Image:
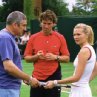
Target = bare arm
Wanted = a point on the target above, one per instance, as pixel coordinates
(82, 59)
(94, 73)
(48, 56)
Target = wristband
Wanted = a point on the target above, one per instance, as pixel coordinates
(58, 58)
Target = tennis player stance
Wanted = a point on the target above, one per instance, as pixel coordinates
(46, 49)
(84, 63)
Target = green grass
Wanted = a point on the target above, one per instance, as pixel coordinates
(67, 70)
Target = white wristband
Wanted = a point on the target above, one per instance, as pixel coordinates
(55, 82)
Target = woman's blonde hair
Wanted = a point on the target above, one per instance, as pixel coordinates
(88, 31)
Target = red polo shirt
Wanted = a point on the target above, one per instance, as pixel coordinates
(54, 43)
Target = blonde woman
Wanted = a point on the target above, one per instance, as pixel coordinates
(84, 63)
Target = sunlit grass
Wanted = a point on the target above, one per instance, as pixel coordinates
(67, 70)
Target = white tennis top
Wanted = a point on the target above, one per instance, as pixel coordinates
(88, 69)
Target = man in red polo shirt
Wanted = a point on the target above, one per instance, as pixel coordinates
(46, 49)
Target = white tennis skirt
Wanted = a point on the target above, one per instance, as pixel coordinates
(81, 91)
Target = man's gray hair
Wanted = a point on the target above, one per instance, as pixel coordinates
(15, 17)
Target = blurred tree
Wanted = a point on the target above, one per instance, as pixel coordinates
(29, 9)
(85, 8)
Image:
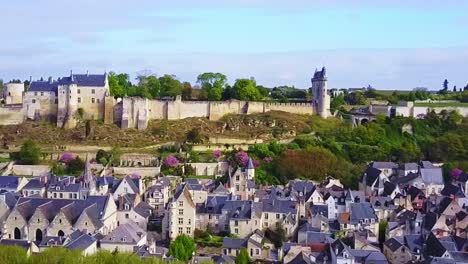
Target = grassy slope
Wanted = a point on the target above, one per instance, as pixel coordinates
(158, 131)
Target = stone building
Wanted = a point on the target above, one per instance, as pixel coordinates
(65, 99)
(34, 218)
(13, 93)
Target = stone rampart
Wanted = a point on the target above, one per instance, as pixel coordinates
++++
▶ **Try it**: The finished answer is an exact repetition of the listing, with every picture removed.

▶ **Solution to the exercise**:
Image:
Target = bare arm
Wanted = a point on the target above, one per instance, as pixel coordinates
(82, 59)
(94, 73)
(48, 56)
Target = wristband
Wanted = a point on the target above, one per instance, as pixel coordinates
(58, 58)
Target = tennis player stance
Wanted = a point on the target above, one per instance, as pixel coordinates
(46, 49)
(84, 63)
Target = green grass
Wanted = a point on the target above, one per instance, as pixel coordinates
(67, 70)
Target = white wristband
Wanted = a point on the target above, one per instance, as pixel coordinates
(55, 82)
Target = woman's blonde hair
Wanted = a point on the target above, one per instance, as pixel coordinates
(88, 31)
Target = red polo shirt
Wanted = a point on the target above, one per instance, as pixel coordinates
(54, 43)
Target = blonde woman
Wanted = a point on the target above, one per instance, as pixel coordinates
(84, 63)
Target = sunlit grass
Wanted = a point on the target above, one per instance, as pixel coordinates
(67, 70)
Target = white tennis top
Wanted = a point on the target above, one per instance, as pixel coordinates
(88, 69)
Target = man in red polo shirt
Wanted = a point on the target above, one per instance, as pixel coordinates
(46, 49)
Target = white tennis skirt
Wanted = a point on the target above, one per instance, as pixel coordinates
(81, 91)
Target = man's gray hair
Wanted = a point on the target above, one per instance, as pixel coordinates
(15, 17)
Target = blurred tree
Wanted = a point on the target above, one per instance, as pixel coordinates
(29, 9)
(85, 8)
Image:
Target = grassy slope
Wanted = a point on the target above, one per instance, as pixel coordinates
(158, 131)
Target = stone building
Wanted = a point on the target above, one per instance, as pixel coordinates
(65, 99)
(34, 218)
(13, 93)
Target = stone rampart
Wanted = a point on the target above, one per instance, as pixel coordinates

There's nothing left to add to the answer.